▸ WHAT TO DO
**1)** Reproduce word for word the part of the forum thread that runs from "## cmayna (Mar" to "have dedicated smokers...".
**2)** Quote every line of the image entries for named regions, leaving the pictures out of your answer.

##### PASSAGE #####

# might sound stupid but ive been told



## Uncle Honey (Mar 3, 2018)

once you smoke fish in your smoker everything will taste like it. true? it has kept me from smoking salmon for years smh


----------



## SmokinAl (Mar 4, 2018)

Not true!
I smoke salmon all the time & my smoker smells like smoke, no fish odor at all!
Al


----------



## Braz (Mar 4, 2018)

Yeah, what Al said.


----------



## gmc2003 (Mar 4, 2018)

Like above I've cold and hot smoked salmon and trout in my WSM and there isn't any fish odor.

Chris


----------



## cmayna (Mar 4, 2018)

You could always add a fish dedicated smoker to your meat smoking arsenal.


----------



## daveomak (Mar 4, 2018)

I have the fish taste in my Totem Smoker years ago...  1st. turkey taste like salmon...   It's was then dedicated to fish and I built a 2nd smoker...  I still have dedicated smokers...

Fish.......


----------



## mneeley490 (Mar 4, 2018)

I remember eating some pulled pork at a local bbq joint once, that had a definite "fishy" taste to it. It made me wonder about this same topic. Never ate there again, and they didn't last very long.


----------



## nanuk (Mar 5, 2018)

I have friends who have accidentally relegated a smoker to fish....


----------



## bluewhisper (Mar 5, 2018)

I've never had a problem with fish smell.

However, at one office job there was a guy who would microwave leftover salmon in the break room. They made him stop that.


----------



## SonnyE (Mar 5, 2018)

bluewhisper said:


> I've never had a problem with fish smell.
> 
> However, at one office job there was a guy who would microwave leftover salmon in the break room. They made him stop that.



Ha! You reminded me of a trainee we had for a time. He was Vietnamese.
He would bring some sort of leftovers, and heat them in the Microwave, then eat it for breakfast.
Most gawd awful smell. Horrible.
Me being me. I stepped to the foreman's office door and blurted out, "What in the hell is that horrible stench?" I had no idea somebody would be eating anything that smelled that bad.
He told me what it was, some sort of a fish chowder dish. I told him to please heat it outside.
Smelled like heated fish guts from last week. Oh my Lord!
Nobody else could get the message across like I could. :eek:


----------



## bluewhisper (Mar 5, 2018)

Might have included something like this:







Not for the faint of heart. I have some on hand in my cabinet.


----------



## Bearcarver (Mar 5, 2018)

Hi Uncle,
I smoked over 100 pounds of Salmon (8+ full smoker loads) over a 3 month period, and never noticed any fish smell in the following years of smoking all kinds of other meats. This was in an enclosed Electric Smoker---MES.

It's not a stupid question though---If I didn't know better I would think it would be a problem.

Bear


----------



## Rings Я Us (Mar 5, 2018)

There are a bunch of competition pit masters that do power wash their smokers on a regular basis.  You can always do that. :D


----------



## JckDanls 07 (Mar 5, 2018)

##### DATA IN THIS EXERCISE #####

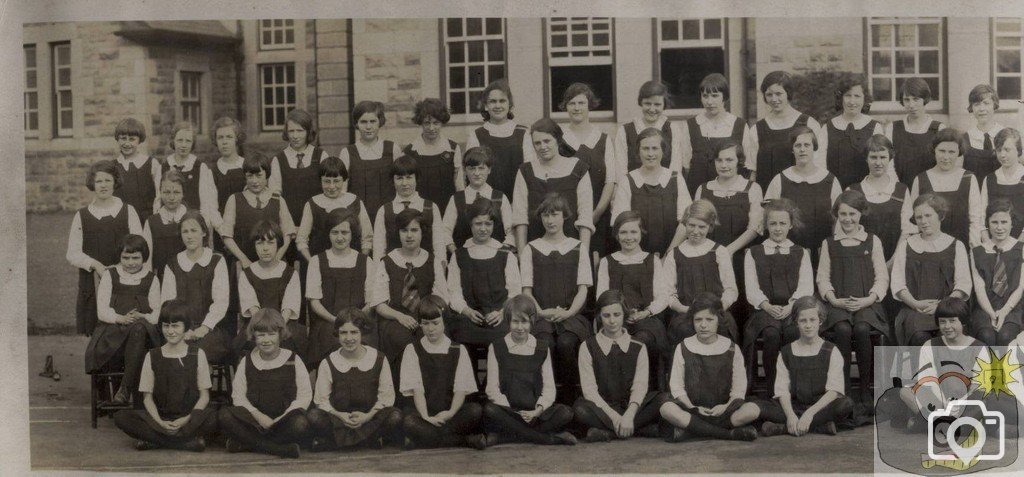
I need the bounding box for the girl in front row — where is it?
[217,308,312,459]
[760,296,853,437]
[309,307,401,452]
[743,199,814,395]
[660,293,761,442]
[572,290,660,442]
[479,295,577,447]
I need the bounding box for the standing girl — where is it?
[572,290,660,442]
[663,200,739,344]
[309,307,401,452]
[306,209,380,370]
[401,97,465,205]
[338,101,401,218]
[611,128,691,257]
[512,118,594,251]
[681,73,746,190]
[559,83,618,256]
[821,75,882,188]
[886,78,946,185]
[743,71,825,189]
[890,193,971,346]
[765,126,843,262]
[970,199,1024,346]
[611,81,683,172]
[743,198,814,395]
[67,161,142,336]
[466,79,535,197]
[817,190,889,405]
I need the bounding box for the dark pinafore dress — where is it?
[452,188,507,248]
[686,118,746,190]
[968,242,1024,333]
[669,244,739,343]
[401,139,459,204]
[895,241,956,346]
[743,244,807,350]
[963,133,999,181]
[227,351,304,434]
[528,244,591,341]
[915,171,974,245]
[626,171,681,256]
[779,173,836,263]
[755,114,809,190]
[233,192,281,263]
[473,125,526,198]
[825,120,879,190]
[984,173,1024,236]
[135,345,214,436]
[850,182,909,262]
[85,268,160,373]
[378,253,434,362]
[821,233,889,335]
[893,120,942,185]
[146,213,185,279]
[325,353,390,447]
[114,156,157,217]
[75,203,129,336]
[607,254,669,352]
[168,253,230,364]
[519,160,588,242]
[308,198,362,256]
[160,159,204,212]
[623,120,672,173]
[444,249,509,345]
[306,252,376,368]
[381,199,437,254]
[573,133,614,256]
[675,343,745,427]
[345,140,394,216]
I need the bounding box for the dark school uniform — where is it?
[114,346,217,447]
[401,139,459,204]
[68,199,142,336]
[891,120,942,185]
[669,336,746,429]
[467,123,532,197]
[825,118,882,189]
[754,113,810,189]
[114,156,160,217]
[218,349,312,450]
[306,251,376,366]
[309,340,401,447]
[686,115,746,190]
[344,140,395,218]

#####

▸ WRITTEN ANSWERS
**1)**
## cmayna (Mar 4, 2018)

You could always add a fish dedicated smoker to your meat smoking arsenal.


----------



## daveomak (Mar 4, 2018)

I have the fish taste in my Totem Smoker years ago...  1st. turkey taste like salmon...   It's was then dedicated to fish and I built a 2nd smoker...  I still have dedicated smokers...

**2)**
I need the bounding box for the girl in front row — where is it?
[217,308,312,459]
[760,296,853,437]
[309,307,401,452]
[743,199,814,395]
[660,293,761,442]
[572,290,660,442]
[479,295,577,447]
I need the bounding box for the standing girl — where is it?
[572,290,660,442]
[663,200,739,344]
[309,307,401,452]
[306,209,380,370]
[401,97,465,205]
[338,101,401,218]
[611,128,691,257]
[512,118,594,251]
[681,73,746,190]
[559,83,618,256]
[821,75,882,188]
[886,78,946,185]
[743,71,825,189]
[890,193,971,346]
[765,126,843,262]
[970,199,1024,346]
[611,81,683,172]
[743,198,814,395]
[67,161,142,336]
[466,79,535,197]
[817,190,889,405]
I need the bounding box for the dark pinafore dress — where is it?
[452,188,507,248]
[686,118,746,190]
[968,242,1024,333]
[669,244,739,343]
[401,139,459,204]
[895,241,956,346]
[743,244,807,350]
[963,133,999,181]
[227,351,304,434]
[528,244,591,341]
[915,171,974,245]
[626,171,681,256]
[779,173,836,263]
[755,114,809,190]
[233,192,281,263]
[473,125,526,198]
[825,120,879,190]
[984,173,1024,236]
[135,345,214,436]
[850,182,909,262]
[85,268,160,373]
[378,253,434,362]
[821,233,889,335]
[893,120,942,185]
[146,213,185,279]
[325,353,390,447]
[114,156,157,217]
[75,203,129,336]
[607,254,669,352]
[168,253,230,364]
[519,160,588,242]
[308,198,362,256]
[160,159,204,212]
[623,120,672,173]
[444,249,509,345]
[306,252,376,368]
[381,199,437,254]
[573,133,614,256]
[675,343,745,427]
[345,140,394,216]
I need the bounding box for the dark school uniform — where is it?
[114,346,217,447]
[401,139,459,204]
[68,199,142,336]
[891,120,942,185]
[669,336,746,429]
[467,123,532,197]
[825,118,882,189]
[754,113,810,189]
[114,156,160,217]
[218,349,312,450]
[306,251,376,366]
[309,340,401,447]
[686,115,746,190]
[344,140,395,218]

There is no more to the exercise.